How many of the lines below contain the string "deck"? Reply with the number alone.
____ Provided material
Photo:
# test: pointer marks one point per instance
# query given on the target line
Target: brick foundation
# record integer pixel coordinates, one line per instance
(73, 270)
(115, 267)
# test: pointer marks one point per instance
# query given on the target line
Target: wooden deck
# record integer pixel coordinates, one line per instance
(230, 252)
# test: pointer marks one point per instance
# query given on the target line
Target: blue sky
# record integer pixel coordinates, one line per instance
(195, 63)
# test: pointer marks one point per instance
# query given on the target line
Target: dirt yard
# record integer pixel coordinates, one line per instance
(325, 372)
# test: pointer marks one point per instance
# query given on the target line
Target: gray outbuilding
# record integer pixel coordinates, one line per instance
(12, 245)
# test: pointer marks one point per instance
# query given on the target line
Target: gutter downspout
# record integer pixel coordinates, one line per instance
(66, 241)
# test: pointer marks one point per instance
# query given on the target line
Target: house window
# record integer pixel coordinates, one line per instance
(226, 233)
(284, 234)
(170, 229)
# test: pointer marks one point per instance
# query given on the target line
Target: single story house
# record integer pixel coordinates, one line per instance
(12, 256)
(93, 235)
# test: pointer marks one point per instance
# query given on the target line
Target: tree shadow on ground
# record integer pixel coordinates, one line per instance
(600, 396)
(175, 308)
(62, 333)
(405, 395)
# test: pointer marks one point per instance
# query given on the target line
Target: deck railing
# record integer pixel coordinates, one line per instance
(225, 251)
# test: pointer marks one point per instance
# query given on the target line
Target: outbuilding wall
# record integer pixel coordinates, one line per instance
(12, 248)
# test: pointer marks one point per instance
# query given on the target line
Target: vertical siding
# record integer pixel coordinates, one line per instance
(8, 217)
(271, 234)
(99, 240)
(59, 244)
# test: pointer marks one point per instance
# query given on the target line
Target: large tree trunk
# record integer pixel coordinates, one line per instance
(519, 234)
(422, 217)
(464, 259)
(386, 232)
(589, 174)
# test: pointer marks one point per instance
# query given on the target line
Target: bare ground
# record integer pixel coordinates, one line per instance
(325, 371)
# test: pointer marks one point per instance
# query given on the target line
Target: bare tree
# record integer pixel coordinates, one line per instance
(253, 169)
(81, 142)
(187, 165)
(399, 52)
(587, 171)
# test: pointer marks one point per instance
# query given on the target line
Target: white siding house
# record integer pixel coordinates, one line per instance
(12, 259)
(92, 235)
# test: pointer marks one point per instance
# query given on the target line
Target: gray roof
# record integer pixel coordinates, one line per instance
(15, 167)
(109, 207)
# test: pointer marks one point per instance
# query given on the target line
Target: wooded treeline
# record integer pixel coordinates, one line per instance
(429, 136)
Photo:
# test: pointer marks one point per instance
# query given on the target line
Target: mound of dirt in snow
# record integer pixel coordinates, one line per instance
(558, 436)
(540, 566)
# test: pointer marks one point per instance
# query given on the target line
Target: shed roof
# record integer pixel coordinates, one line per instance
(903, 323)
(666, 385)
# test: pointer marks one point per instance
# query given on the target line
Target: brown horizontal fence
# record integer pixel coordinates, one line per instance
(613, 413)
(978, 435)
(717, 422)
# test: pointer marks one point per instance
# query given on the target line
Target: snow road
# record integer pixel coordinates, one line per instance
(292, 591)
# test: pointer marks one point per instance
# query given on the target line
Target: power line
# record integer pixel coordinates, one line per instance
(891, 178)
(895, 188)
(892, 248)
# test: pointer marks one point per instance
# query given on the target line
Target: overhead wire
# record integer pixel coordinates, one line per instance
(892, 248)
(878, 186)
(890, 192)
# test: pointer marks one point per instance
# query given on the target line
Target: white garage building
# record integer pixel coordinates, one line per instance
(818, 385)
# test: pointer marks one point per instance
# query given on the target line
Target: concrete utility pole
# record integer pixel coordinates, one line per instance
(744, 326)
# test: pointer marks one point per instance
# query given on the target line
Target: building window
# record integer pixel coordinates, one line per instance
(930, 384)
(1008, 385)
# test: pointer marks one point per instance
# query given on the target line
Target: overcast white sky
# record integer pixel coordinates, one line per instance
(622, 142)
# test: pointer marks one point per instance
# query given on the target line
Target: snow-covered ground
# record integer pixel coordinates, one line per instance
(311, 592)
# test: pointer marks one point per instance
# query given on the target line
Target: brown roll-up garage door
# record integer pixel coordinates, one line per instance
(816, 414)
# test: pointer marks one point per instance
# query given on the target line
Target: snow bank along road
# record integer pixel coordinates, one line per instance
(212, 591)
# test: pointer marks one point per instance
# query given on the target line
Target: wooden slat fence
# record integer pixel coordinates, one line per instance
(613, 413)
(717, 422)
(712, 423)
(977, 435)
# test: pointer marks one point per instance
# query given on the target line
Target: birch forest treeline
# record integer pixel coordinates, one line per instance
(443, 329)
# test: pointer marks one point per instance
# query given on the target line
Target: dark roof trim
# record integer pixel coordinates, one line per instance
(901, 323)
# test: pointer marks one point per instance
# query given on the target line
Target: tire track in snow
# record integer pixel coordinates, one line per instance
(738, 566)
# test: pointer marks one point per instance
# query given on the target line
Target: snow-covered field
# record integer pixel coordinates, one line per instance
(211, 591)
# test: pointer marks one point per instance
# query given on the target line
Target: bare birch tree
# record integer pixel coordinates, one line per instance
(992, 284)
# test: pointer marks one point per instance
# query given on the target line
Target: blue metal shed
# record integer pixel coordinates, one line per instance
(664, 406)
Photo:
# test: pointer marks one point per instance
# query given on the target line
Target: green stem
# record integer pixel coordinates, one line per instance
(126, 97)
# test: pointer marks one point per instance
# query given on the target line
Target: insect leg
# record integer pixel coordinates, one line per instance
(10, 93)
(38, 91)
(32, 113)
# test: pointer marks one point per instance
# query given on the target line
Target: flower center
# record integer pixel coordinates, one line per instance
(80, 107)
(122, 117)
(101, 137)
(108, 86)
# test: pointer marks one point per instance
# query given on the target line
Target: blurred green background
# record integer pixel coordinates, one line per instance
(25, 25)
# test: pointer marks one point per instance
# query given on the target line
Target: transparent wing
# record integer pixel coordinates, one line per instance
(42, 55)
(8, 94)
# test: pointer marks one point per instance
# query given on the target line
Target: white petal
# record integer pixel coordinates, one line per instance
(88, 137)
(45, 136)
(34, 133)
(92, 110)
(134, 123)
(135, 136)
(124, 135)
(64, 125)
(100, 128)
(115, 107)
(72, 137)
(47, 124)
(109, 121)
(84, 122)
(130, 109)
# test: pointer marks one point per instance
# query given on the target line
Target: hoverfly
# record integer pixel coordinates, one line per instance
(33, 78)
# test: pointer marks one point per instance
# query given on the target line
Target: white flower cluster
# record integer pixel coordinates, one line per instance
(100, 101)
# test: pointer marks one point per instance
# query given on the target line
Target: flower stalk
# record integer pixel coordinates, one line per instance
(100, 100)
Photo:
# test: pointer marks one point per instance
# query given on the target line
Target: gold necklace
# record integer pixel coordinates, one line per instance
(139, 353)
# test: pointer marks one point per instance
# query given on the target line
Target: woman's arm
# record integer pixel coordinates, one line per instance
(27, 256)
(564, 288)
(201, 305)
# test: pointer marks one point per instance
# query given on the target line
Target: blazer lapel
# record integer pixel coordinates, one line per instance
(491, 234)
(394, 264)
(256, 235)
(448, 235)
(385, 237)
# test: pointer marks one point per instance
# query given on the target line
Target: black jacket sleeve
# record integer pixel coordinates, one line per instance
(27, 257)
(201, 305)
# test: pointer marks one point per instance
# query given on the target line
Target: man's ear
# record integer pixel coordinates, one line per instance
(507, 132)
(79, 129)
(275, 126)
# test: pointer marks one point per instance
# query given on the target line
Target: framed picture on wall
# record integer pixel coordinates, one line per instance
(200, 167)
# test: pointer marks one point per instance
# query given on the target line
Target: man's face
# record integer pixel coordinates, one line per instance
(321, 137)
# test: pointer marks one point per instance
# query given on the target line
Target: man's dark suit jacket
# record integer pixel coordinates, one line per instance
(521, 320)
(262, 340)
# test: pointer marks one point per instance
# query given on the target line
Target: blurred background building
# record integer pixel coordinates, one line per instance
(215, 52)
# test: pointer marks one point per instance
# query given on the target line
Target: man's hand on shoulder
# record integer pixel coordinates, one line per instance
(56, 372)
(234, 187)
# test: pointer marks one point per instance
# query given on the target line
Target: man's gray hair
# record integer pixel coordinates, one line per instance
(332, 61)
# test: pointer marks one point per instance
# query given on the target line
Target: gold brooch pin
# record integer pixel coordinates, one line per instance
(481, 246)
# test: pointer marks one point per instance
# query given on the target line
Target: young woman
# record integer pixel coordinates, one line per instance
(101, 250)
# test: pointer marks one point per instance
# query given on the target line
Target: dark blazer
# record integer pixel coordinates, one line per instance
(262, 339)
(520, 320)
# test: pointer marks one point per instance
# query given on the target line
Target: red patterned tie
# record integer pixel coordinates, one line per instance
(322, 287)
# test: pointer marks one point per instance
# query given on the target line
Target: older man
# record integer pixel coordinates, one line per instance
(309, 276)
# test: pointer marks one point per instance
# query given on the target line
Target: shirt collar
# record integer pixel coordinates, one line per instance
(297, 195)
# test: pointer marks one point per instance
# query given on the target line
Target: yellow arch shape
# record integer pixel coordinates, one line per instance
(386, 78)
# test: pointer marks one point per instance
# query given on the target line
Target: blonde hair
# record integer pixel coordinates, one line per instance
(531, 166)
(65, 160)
________
### Written solution
2